■ TÂCHE COURTE: Pour chacune des affirmations suivantes, indiquez par oui ou non si elle concorde avec l’extrait sur les arnaqueurs installés en Israël, et citez mot pour mot le passage qui tranche. (a) Eddie Abittan a été condamné par contumace à six ans de prison. (b) La plupart de ces arnaqueurs sont restés vivre en Israël. (c) L’épouse d’Eddie Abittan a remporté la saison de MasterChef Israël.

■ EXTRAIT SOURCE:
######

Pendant longtemps, Israël a fait figure de base arrière pour ces arnaqueurs en tout genre. Ils y ont acheté des villas sur la mer, des boîtes de nuit. Et puis, tels des Soprano du shouk, ils ont commencé à déprimer dans un pays trop petit pour eux. La plupart ont préféré rentrer en France purger leur peine d’autant que les autorités israéliennes se sont mises à coopérer avec la justice française. Certains sont restés en Terre promise comme Eddie Abittan, condamné par contumace à six ans de prison et deux millions d’euros d’amende. Celui qui n’avait jamais fait d’apparition publique a été repéré à la télévision en 2019 lors de la finale de MasterChef Israël. « Ça sent bon chéri ! » avait-il lancé en français à son épouse, grande gagnante de la saison, qui a fini par être boycottée. Bonne cuisinière, mais trop sulfureuse réputation.

######

■ DONNÉES FOURNIES:
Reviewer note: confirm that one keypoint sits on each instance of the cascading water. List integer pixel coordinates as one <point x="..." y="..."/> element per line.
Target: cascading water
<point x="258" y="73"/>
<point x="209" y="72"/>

######

■ EXERCICE TERMINÉ:
(a) Oui : « condamné par contumace à six ans de prison et deux millions d’euros d’amende ».
(b) Non : « La plupart ont préféré rentrer en France purger leur peine ».
(c) Oui : « grande gagnante de la saison ».